#### Stated exercise
Render every line of the records below as a JSON list of strings, one string per line, leaving out any blank lines.

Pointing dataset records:
>> START

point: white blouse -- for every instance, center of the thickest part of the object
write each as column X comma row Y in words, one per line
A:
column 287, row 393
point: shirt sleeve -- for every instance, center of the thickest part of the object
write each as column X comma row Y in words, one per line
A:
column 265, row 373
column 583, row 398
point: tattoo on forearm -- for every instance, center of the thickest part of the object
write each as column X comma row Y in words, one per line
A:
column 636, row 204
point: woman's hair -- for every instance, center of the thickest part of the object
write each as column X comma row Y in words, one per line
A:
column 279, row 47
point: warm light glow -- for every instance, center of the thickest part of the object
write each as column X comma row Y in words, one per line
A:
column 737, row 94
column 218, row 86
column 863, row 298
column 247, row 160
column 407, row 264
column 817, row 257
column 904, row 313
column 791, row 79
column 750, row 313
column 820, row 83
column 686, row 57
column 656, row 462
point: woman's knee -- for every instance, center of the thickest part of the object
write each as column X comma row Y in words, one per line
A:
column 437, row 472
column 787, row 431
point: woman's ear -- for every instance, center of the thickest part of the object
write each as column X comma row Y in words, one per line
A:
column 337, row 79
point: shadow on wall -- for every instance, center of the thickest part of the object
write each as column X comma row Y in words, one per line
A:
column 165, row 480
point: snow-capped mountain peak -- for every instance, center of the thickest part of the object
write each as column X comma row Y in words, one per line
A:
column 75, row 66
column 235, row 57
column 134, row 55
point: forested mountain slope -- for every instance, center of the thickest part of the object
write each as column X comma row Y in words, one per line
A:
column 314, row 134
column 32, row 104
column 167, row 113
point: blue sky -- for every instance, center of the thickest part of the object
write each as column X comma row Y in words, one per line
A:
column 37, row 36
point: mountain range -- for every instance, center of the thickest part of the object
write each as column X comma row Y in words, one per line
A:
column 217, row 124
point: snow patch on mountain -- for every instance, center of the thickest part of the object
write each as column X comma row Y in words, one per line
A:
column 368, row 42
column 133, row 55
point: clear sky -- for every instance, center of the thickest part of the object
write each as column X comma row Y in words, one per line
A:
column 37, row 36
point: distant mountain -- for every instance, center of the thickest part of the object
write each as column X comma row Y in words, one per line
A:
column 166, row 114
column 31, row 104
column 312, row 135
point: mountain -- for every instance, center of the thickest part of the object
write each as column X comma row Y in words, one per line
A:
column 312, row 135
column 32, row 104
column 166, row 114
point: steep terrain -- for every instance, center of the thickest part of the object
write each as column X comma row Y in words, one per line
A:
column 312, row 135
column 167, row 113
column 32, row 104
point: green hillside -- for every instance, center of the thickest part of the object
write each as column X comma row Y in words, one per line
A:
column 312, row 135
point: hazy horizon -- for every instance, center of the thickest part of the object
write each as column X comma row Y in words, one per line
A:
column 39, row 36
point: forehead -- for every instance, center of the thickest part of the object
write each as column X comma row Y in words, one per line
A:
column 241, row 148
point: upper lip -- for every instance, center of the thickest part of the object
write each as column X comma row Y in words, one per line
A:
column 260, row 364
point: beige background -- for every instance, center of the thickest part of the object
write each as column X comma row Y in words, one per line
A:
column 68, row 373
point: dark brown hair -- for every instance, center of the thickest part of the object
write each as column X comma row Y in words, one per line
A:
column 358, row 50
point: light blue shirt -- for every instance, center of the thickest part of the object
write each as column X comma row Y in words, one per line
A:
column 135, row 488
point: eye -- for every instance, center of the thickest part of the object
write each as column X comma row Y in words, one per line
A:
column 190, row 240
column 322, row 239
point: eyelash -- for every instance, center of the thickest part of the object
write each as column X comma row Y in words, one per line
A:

>> END

#### Right answer
[
  "point: white blouse -- for every instance, center of the thickest part of the object",
  "write each as column X comma row Y in words, one per line",
  "A:",
  "column 287, row 393",
  "point: shirt sleeve -- for every instance, center of the thickest part of the object",
  "write each as column X comma row Y in words, one per line",
  "A:",
  "column 265, row 373",
  "column 583, row 398",
  "point: tattoo on forearm -- for every instance, center of the thickest part of the object",
  "write each as column X comma row Y in words, one per line",
  "A:",
  "column 636, row 204",
  "point: woman's hair -- for every instance, center of the thickest part of the object",
  "write each as column X comma row Y in words, one per line",
  "A:",
  "column 279, row 47",
  "point: warm light glow -- for every instance, center of the thickest part of the object",
  "write each as column X comma row Y in words, one per line",
  "A:",
  "column 737, row 94",
  "column 218, row 86",
  "column 863, row 298",
  "column 247, row 160",
  "column 407, row 264",
  "column 817, row 257",
  "column 904, row 313",
  "column 791, row 79",
  "column 750, row 313",
  "column 820, row 83",
  "column 686, row 57",
  "column 656, row 462",
  "point: woman's knee -- for every instance, center of the thickest part of the object",
  "write each as column X comma row Y in words, one per line",
  "A:",
  "column 437, row 472",
  "column 787, row 431",
  "point: woman's ear -- for every instance, center of the thickest part of the object",
  "write each as column X comma row Y in words, one per line",
  "A:",
  "column 337, row 79",
  "point: shadow on wall -- for every instance, center of the thickest part of the object",
  "write each as column X comma row Y in words, one per line",
  "A:",
  "column 165, row 480",
  "point: snow-capped mountain peak -- for every instance, center of the thickest part of the object",
  "write each as column X comma row Y in words, one per line",
  "A:",
  "column 75, row 66",
  "column 235, row 57",
  "column 134, row 55",
  "point: forested mountain slope -- for every instance, center of the thickest part of the object",
  "write each as column X comma row Y in words, one per line",
  "A:",
  "column 314, row 134",
  "column 32, row 104",
  "column 167, row 113",
  "point: blue sky -- for every instance, center of the thickest part of the object",
  "write each as column X comma row Y in words, one per line",
  "A:",
  "column 37, row 36",
  "point: mountain range -- for every instance, center of the thickest part of the object",
  "write each as column X comma row Y in words, one per line",
  "A:",
  "column 217, row 124",
  "point: snow patch on mountain -- for every instance, center of the thickest part of the object",
  "write each as column X comma row Y in words, one per line",
  "A:",
  "column 368, row 42",
  "column 133, row 55",
  "point: clear sky -- for every instance, center of the thickest part of the object",
  "write each as column X comma row Y in words, one per line",
  "A:",
  "column 37, row 36",
  "point: distant mountain -- for every instance, center of the thickest part of the object",
  "write each as column X comma row Y in words, one per line",
  "A:",
  "column 166, row 114",
  "column 31, row 104",
  "column 312, row 135",
  "point: mountain -- for every instance, center of the thickest part of the object",
  "write each as column X comma row Y in words, one per line",
  "A:",
  "column 312, row 135",
  "column 32, row 104",
  "column 166, row 114",
  "point: steep terrain -- for every instance, center of the thickest part of the object",
  "write each as column X comma row Y in words, one per line",
  "A:",
  "column 312, row 135",
  "column 167, row 113",
  "column 32, row 104",
  "point: green hillside -- for every instance, center of the thickest part of the object",
  "write each as column X comma row Y in words, one per line",
  "A:",
  "column 312, row 135",
  "point: hazy horizon -- for every instance, center of the thickest part of the object",
  "write each as column X comma row Y in words, one per line",
  "A:",
  "column 39, row 36",
  "point: forehead -- for every instance, center of the thickest part of the object",
  "write each as column X comma row Y in words, one per line",
  "A:",
  "column 241, row 148",
  "point: upper lip -- for every instance, center of the thickest part of the object",
  "write each as column X comma row Y in words, one per line",
  "A:",
  "column 260, row 364",
  "point: beige background -- for every instance, center of the thickest part of the object",
  "write each as column X comma row Y in words, one per line",
  "A:",
  "column 68, row 373",
  "point: dark brown hair -- for every instance, center of the thickest part of the object",
  "write each as column X comma row Y in words, one per line",
  "A:",
  "column 358, row 50",
  "point: light blue shirt -- for every instance, center of the thickest part of the object",
  "write each as column X comma row Y in words, one per line",
  "A:",
  "column 135, row 488",
  "point: eye -- for every instance, center of the thickest part of the object",
  "write each as column X comma row Y in words, one per line",
  "A:",
  "column 190, row 240",
  "column 322, row 239",
  "point: eyelash -- for every instance, center of the thickest part of the object",
  "write each as column X comma row Y in words, one per line",
  "A:"
]